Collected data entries

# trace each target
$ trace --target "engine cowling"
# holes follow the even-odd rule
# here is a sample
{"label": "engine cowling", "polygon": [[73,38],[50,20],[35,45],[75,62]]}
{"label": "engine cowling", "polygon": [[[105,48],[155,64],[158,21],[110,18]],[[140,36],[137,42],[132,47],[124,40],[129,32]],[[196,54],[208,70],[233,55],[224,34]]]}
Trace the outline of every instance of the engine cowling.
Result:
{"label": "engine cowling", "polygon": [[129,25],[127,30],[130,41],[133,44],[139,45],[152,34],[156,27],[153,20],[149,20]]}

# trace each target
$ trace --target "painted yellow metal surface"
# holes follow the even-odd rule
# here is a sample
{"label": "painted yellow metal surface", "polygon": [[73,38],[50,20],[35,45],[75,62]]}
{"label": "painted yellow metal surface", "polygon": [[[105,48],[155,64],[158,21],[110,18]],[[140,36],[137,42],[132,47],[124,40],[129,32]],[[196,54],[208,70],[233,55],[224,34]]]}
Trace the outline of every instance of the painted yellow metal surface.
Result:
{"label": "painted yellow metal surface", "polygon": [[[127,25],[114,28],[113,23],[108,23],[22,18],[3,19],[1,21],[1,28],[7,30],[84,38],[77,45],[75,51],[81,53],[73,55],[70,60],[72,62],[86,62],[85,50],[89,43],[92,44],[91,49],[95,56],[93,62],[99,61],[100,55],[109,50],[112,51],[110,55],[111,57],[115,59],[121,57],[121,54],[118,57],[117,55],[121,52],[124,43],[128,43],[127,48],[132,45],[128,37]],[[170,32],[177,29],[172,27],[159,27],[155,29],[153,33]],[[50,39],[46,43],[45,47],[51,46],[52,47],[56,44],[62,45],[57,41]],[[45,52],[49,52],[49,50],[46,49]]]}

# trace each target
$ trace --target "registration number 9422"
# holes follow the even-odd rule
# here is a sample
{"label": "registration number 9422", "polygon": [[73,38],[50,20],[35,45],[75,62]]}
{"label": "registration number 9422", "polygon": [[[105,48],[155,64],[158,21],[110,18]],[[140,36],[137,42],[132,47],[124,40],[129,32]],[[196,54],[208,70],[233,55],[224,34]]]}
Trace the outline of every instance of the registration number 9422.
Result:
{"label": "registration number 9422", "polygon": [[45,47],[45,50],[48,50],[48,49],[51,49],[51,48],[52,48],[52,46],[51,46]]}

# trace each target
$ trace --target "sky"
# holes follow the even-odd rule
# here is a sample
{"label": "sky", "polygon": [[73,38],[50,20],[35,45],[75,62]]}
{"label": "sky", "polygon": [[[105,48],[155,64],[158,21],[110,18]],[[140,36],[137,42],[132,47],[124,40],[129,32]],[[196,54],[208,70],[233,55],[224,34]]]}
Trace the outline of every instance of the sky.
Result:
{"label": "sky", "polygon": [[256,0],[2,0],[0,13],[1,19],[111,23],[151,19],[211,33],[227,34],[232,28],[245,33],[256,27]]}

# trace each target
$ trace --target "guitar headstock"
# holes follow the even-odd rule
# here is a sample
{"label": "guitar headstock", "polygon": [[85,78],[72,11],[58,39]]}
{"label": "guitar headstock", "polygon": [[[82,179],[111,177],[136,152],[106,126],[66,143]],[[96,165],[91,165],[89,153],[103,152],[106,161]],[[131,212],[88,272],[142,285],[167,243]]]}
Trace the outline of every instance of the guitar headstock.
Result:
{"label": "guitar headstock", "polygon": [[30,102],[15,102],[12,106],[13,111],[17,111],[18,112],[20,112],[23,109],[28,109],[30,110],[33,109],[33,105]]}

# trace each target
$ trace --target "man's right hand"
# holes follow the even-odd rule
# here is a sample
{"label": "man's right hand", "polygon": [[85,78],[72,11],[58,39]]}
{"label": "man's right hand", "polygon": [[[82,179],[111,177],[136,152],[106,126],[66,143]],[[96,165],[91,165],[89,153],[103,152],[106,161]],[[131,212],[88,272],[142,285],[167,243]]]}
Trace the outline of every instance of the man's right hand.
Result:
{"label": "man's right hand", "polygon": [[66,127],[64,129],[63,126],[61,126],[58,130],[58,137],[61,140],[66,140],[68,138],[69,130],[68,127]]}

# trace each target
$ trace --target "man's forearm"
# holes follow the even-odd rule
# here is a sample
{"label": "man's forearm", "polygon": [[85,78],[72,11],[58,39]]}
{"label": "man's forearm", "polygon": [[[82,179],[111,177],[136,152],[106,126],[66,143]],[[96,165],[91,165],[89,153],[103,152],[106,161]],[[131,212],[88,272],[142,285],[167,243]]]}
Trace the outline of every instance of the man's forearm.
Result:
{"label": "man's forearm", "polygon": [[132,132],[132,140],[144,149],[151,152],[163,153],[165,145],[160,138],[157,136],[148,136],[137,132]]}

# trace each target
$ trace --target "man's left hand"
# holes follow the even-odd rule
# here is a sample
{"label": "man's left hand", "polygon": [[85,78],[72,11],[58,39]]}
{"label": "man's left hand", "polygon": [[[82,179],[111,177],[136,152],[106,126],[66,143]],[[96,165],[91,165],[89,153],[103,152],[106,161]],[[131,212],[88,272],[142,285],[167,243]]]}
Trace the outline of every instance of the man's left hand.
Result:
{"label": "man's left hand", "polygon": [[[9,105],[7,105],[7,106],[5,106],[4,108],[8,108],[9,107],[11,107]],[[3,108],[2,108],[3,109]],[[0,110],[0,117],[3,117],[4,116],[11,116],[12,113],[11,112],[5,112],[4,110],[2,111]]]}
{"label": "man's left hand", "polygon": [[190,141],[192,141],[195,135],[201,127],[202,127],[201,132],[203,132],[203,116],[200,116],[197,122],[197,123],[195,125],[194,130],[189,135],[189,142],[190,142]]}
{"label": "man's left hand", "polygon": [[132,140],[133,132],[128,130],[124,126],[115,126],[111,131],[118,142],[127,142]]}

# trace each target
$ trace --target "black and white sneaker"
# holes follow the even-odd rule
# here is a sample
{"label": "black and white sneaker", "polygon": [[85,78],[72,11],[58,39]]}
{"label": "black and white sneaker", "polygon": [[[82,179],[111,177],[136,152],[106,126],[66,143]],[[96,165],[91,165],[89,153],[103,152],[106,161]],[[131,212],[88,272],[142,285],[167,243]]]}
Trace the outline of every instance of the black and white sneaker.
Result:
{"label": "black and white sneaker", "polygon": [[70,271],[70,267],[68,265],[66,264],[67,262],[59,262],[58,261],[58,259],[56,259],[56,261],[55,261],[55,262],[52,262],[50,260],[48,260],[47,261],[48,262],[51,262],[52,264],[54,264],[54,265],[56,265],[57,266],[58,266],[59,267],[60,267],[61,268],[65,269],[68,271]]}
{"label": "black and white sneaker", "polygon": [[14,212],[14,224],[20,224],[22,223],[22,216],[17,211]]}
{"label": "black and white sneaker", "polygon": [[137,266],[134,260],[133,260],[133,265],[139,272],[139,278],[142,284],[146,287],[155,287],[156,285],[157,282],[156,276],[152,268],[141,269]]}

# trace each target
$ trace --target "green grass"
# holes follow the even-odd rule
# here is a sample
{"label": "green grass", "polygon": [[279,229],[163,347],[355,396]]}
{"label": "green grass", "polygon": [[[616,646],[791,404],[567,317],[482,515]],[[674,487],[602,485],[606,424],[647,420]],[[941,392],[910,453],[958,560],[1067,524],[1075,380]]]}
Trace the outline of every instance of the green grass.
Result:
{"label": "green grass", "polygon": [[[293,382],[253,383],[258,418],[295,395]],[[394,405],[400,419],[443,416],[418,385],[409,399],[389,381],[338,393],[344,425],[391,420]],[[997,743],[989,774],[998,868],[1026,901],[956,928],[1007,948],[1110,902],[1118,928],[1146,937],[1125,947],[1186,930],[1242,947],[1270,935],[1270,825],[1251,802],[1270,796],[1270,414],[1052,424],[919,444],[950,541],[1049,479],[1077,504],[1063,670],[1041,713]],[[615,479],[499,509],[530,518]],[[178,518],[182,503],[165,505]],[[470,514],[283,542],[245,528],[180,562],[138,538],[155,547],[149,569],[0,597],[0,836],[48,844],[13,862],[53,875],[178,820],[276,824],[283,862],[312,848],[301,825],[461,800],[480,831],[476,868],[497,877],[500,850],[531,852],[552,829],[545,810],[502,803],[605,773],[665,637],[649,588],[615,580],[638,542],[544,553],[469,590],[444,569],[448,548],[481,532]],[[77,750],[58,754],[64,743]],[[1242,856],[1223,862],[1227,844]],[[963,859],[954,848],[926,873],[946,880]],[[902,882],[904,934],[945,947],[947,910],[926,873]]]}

Exercise description
Please pick out every line in the material that contains the word "headstock" and copy each of those lines in full.

Problem solution
$ trace --target "guitar headstock"
{"label": "guitar headstock", "polygon": [[85,78],[72,11],[58,39]]}
{"label": "guitar headstock", "polygon": [[[82,179],[111,177],[136,152],[106,126],[66,143]],[[96,165],[91,165],[89,153],[103,152],[106,161]],[[131,212],[88,272],[142,285],[167,243]]]}
Trace the outline of every instance of the guitar headstock.
{"label": "guitar headstock", "polygon": [[30,102],[15,102],[12,106],[13,111],[17,111],[18,112],[20,112],[23,109],[28,109],[30,110],[33,109],[33,105]]}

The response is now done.